- _What you will do_
Which of the lines in the records below hold the string "utility"? Copy every one of them.

- _Recorded data_
++++++++++

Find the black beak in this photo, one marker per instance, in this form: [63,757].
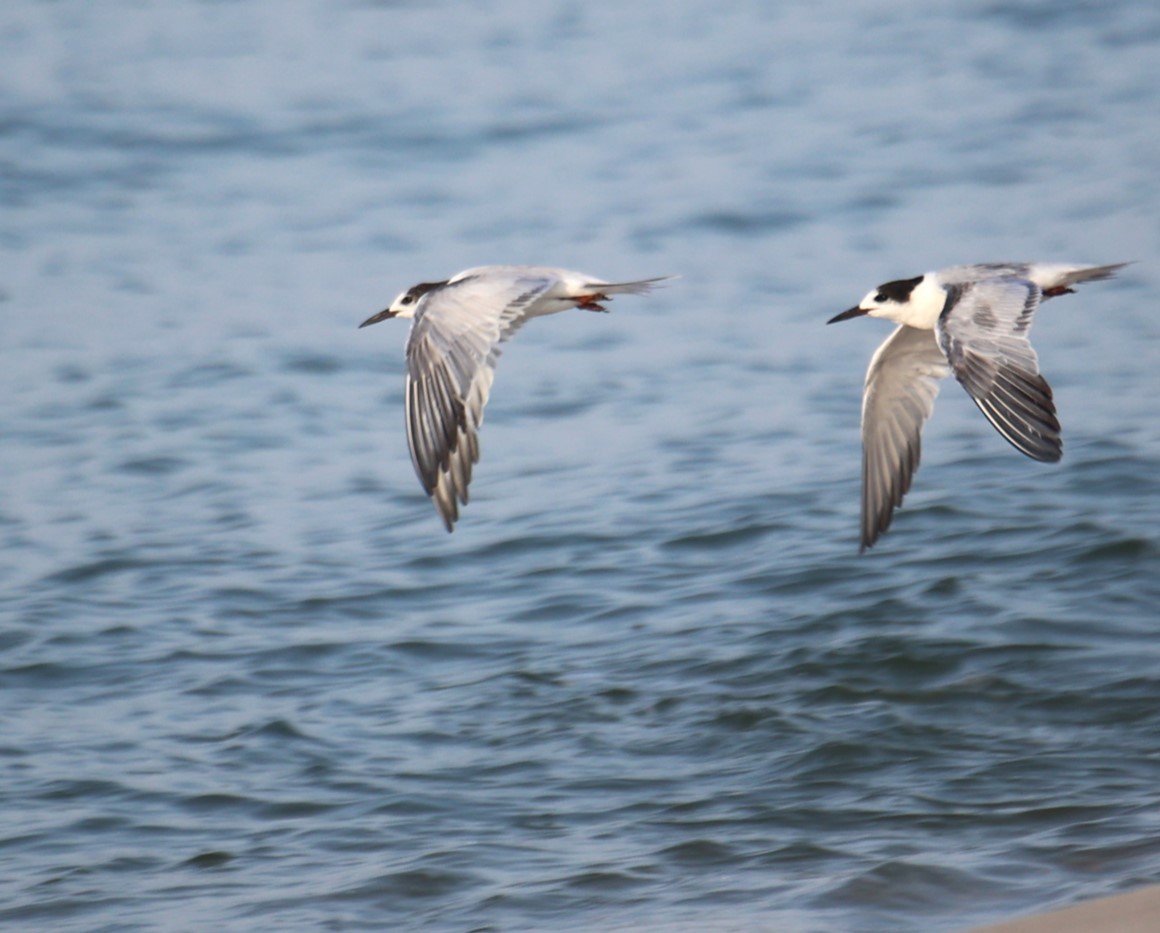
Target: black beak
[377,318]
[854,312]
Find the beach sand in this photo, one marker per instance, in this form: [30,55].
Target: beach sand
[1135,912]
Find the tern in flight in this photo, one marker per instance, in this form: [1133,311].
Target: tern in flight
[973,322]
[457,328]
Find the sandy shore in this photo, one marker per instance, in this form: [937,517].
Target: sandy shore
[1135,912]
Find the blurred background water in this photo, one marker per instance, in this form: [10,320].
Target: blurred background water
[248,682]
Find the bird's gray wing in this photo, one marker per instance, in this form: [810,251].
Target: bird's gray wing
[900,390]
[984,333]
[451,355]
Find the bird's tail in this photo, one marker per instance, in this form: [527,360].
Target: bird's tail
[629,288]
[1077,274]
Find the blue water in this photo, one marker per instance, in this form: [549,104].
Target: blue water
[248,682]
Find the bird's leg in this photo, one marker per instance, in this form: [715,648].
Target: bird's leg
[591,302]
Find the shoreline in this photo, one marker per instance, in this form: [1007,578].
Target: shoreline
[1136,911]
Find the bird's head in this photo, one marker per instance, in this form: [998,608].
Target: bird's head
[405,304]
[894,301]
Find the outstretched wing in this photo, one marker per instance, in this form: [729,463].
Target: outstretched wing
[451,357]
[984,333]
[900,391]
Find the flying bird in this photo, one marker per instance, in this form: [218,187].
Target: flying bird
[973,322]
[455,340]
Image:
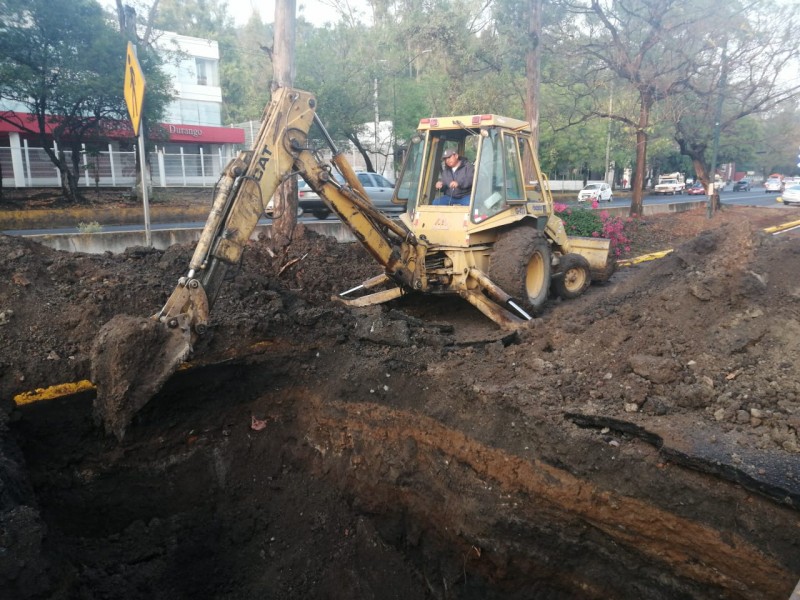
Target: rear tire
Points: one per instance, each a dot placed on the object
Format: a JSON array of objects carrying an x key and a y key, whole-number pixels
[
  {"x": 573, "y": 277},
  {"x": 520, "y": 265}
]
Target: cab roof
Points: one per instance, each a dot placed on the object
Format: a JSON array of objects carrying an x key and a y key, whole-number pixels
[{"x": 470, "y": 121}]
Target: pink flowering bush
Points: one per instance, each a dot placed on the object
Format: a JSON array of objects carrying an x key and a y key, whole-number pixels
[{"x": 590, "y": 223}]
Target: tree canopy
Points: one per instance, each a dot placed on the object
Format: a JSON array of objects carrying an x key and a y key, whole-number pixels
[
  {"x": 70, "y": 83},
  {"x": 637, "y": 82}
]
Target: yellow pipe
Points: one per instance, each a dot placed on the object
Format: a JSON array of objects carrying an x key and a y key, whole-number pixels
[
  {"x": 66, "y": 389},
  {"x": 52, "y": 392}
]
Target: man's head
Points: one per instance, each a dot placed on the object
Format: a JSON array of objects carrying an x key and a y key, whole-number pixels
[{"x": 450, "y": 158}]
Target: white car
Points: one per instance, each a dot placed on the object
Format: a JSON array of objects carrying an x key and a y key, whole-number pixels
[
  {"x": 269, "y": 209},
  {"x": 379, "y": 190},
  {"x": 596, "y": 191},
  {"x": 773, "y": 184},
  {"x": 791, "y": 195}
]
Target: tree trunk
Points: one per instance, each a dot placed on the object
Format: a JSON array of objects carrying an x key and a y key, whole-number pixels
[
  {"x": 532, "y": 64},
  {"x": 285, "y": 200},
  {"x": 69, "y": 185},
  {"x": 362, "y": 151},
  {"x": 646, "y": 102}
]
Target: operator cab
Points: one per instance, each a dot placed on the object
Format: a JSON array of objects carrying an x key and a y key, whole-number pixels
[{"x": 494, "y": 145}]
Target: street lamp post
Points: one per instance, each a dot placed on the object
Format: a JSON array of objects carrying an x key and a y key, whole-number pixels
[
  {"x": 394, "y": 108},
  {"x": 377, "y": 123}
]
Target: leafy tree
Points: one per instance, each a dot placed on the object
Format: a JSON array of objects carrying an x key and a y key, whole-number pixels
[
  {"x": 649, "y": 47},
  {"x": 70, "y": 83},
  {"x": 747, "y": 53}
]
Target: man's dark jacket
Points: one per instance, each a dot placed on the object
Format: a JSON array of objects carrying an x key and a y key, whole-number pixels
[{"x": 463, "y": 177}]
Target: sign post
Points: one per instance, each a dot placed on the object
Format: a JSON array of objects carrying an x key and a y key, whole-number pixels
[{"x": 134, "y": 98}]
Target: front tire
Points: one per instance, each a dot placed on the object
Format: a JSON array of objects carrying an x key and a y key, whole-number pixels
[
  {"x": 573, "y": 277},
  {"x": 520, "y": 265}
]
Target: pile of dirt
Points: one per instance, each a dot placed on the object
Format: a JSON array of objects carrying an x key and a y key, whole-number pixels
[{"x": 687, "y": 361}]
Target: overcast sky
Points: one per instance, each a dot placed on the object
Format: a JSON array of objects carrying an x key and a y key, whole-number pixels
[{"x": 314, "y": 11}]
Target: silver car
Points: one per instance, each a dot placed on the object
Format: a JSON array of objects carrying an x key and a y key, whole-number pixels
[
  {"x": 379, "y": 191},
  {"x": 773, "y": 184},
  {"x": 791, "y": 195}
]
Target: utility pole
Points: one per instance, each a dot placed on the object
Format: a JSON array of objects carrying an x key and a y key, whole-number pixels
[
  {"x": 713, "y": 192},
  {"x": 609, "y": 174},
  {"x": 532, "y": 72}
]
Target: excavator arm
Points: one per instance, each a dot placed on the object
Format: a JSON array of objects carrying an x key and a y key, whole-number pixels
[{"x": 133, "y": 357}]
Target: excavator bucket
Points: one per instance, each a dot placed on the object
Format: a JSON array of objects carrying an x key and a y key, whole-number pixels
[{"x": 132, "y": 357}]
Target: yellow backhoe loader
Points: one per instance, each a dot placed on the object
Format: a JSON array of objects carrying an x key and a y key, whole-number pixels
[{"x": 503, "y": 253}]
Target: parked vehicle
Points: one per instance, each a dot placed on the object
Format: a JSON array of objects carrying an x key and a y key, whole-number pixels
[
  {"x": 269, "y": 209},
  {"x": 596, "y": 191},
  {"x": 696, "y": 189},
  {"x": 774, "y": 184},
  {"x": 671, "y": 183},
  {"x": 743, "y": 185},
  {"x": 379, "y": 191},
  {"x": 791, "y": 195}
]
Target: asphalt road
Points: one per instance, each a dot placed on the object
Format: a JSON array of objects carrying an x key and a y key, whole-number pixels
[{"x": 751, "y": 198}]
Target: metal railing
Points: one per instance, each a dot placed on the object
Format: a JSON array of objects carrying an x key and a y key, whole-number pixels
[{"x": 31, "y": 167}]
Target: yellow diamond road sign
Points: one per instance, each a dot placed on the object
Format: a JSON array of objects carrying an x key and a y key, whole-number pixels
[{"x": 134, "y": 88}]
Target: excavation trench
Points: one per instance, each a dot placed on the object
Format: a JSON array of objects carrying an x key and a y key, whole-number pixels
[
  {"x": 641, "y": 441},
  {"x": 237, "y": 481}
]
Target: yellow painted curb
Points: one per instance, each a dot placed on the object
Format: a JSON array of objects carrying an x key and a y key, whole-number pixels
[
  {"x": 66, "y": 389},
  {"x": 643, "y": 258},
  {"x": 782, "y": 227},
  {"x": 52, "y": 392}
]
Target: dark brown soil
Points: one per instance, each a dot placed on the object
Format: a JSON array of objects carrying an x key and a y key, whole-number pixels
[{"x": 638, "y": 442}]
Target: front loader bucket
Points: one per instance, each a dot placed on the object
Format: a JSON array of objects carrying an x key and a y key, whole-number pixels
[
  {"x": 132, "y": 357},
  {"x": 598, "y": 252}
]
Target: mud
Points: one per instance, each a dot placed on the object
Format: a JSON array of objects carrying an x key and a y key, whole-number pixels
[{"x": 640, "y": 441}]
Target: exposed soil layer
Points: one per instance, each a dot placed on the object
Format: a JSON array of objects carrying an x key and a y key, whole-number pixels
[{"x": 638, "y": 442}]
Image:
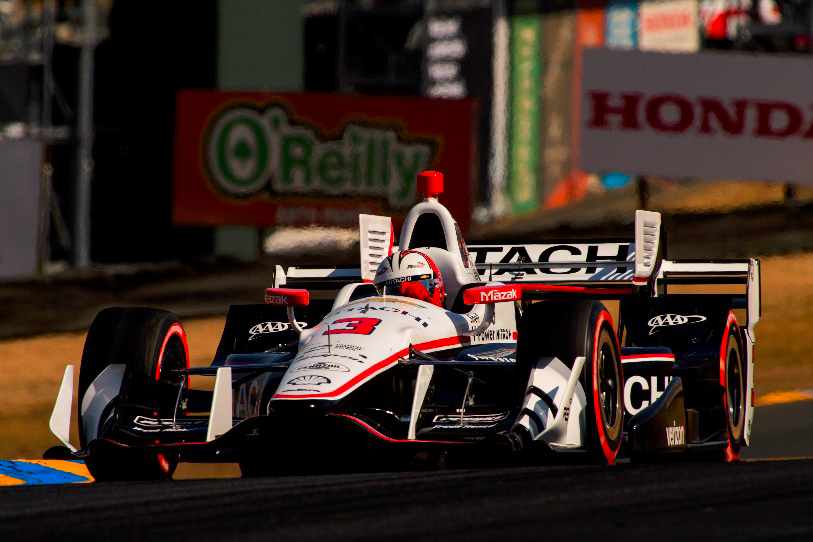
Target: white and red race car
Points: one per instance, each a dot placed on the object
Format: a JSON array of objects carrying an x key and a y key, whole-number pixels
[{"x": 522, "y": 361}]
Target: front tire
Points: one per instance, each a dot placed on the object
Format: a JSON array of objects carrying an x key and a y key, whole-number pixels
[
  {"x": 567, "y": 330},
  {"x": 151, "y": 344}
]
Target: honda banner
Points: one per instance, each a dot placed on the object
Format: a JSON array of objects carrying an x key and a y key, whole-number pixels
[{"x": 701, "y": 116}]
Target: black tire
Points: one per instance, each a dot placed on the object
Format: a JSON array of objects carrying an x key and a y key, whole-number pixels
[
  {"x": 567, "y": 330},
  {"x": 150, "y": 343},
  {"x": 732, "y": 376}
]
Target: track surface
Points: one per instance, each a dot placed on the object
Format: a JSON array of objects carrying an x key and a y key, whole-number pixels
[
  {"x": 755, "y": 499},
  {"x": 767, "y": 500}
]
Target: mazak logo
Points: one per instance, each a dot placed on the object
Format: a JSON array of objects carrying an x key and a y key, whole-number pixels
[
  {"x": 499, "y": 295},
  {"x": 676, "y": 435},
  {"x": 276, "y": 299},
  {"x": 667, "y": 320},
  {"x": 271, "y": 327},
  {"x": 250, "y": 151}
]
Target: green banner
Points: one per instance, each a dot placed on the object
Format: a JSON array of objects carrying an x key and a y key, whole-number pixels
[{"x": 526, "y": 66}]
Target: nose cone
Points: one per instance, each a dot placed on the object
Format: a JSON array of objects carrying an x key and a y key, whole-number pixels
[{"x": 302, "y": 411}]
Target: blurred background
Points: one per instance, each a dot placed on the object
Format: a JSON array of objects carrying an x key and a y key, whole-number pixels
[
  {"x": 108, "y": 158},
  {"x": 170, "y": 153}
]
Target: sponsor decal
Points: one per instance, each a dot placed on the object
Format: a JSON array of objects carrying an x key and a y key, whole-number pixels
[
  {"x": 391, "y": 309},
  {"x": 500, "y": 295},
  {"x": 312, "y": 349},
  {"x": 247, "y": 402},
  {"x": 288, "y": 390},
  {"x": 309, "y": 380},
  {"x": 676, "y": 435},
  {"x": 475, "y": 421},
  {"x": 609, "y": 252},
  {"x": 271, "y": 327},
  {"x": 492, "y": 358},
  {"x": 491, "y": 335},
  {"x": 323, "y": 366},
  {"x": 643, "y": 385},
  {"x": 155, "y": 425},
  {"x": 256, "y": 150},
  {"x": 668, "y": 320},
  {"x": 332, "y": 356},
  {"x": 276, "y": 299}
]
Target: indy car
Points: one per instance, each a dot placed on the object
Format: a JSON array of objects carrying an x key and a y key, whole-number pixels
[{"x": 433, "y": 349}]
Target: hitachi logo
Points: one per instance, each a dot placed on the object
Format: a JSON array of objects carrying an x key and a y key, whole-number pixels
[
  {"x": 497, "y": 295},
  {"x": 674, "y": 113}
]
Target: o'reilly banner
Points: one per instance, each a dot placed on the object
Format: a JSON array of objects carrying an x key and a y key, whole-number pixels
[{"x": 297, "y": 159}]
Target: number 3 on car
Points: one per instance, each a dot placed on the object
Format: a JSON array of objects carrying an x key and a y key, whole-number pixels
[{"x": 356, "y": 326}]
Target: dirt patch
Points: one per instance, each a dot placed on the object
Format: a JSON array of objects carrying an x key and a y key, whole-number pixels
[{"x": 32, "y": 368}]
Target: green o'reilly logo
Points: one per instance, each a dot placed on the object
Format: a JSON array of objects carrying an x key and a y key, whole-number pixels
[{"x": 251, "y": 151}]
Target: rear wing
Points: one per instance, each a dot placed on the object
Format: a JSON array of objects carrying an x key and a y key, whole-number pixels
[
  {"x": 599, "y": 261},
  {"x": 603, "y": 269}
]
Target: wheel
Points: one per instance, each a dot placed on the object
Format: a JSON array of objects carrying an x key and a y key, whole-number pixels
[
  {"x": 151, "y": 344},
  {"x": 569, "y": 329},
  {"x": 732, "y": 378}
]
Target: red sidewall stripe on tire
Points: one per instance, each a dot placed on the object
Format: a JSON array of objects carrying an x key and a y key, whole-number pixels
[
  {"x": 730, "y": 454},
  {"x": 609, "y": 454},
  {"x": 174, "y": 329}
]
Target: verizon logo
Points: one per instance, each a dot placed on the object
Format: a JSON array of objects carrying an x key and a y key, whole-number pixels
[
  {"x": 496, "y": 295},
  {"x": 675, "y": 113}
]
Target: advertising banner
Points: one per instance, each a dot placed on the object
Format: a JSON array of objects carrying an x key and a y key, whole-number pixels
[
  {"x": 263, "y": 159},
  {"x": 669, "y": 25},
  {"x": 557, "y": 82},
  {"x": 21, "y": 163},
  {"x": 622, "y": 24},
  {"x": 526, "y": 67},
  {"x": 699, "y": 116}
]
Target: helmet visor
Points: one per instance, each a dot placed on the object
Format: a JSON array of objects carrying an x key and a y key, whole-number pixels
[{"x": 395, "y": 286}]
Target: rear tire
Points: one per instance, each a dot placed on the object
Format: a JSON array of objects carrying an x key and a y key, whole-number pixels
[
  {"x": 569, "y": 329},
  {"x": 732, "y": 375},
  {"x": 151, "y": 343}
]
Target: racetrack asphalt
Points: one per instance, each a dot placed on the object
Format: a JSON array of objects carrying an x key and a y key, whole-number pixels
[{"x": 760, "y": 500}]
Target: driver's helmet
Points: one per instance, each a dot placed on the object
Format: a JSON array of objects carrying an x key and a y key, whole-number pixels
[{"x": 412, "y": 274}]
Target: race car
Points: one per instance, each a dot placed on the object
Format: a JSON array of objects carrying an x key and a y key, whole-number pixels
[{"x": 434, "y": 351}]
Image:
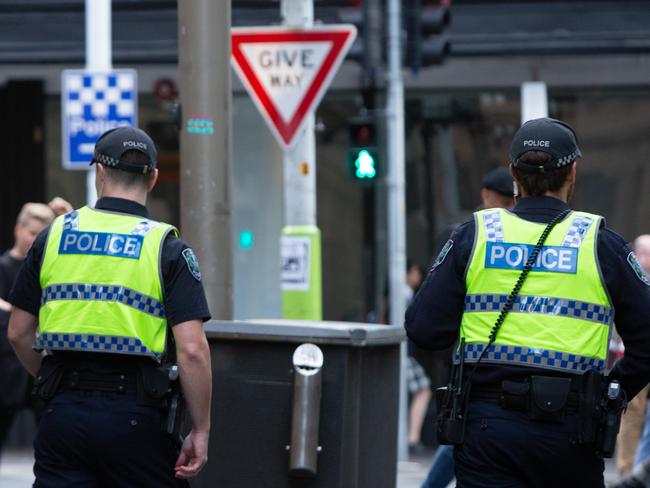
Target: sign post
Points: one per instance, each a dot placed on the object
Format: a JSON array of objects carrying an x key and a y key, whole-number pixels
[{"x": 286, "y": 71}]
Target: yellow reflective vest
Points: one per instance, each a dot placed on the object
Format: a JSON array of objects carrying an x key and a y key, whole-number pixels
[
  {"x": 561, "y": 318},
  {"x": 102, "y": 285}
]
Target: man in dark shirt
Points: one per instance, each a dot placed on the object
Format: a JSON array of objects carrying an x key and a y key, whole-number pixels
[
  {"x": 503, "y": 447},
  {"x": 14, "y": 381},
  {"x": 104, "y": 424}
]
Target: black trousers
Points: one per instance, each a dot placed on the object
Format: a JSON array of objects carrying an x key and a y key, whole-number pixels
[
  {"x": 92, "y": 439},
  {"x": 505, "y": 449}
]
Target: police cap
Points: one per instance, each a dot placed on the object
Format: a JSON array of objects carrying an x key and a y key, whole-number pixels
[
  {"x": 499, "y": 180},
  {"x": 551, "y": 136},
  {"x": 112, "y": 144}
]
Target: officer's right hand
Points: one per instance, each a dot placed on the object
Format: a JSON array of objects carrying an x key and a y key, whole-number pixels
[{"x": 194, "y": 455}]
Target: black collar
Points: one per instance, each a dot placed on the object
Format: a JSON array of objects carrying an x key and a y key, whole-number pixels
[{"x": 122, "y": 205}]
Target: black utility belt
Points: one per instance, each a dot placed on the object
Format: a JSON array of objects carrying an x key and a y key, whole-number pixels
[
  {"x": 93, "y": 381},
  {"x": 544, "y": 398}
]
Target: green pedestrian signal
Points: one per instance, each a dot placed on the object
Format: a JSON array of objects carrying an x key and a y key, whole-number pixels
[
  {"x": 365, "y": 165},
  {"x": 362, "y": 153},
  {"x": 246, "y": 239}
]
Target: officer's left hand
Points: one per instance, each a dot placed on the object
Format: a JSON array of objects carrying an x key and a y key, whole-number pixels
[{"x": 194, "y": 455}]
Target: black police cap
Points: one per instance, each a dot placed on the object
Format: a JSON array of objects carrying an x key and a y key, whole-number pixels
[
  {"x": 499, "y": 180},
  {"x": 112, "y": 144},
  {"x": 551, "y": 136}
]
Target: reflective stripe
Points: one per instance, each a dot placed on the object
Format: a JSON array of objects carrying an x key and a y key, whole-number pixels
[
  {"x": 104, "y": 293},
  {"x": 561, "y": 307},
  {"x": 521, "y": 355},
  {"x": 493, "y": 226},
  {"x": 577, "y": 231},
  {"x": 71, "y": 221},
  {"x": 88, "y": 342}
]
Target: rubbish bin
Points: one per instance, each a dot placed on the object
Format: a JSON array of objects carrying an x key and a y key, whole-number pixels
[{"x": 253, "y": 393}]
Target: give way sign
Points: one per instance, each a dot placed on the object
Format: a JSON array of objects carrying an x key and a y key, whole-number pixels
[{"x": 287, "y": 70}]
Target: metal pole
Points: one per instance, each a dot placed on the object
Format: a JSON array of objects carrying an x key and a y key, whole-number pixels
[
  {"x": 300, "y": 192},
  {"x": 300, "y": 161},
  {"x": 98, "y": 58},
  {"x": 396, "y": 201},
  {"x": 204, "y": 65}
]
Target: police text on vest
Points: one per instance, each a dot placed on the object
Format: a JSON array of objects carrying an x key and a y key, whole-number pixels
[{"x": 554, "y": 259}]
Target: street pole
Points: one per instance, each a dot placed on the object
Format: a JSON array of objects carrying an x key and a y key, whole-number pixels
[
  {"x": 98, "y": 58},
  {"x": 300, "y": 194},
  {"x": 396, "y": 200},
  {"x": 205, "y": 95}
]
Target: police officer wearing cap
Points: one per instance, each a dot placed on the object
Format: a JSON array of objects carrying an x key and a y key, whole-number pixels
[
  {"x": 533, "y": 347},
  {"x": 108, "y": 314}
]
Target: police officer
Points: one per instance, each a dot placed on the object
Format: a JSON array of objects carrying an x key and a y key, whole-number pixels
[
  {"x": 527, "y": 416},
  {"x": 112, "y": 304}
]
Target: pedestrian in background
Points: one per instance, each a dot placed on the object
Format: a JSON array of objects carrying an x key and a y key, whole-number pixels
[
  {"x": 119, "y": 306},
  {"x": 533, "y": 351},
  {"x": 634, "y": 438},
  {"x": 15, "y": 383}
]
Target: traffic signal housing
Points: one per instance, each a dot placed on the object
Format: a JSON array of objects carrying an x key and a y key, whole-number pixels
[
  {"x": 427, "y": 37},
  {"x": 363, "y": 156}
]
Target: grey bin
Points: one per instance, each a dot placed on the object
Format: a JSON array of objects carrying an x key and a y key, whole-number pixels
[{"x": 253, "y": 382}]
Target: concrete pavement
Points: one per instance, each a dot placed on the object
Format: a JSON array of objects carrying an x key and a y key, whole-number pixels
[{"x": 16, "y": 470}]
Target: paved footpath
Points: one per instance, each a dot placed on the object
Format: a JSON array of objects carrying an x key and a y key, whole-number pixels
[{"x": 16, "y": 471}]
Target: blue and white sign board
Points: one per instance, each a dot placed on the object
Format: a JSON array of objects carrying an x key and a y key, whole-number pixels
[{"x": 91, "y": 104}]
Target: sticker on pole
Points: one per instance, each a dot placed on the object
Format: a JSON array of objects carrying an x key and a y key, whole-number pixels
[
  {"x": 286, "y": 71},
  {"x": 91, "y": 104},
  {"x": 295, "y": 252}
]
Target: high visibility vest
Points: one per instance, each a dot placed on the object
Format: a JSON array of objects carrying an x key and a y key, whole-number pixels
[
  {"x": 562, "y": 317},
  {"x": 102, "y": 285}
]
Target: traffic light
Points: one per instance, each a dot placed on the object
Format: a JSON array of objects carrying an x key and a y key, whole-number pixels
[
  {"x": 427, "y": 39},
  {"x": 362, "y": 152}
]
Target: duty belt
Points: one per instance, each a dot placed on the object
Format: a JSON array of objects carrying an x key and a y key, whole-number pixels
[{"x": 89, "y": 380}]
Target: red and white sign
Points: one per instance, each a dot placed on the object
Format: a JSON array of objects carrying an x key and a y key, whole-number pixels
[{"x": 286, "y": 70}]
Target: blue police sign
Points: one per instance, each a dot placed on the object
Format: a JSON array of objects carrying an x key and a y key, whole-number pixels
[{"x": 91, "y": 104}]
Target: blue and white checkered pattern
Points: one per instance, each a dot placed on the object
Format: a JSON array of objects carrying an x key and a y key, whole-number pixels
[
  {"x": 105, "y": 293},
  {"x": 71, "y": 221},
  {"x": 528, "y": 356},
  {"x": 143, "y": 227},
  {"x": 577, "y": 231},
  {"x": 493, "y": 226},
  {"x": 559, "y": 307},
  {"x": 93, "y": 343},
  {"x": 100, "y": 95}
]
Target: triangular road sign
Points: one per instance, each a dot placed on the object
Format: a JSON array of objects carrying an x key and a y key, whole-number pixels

++++++++++

- _Answer to this problem_
Target: utility pole
Target: black utility belt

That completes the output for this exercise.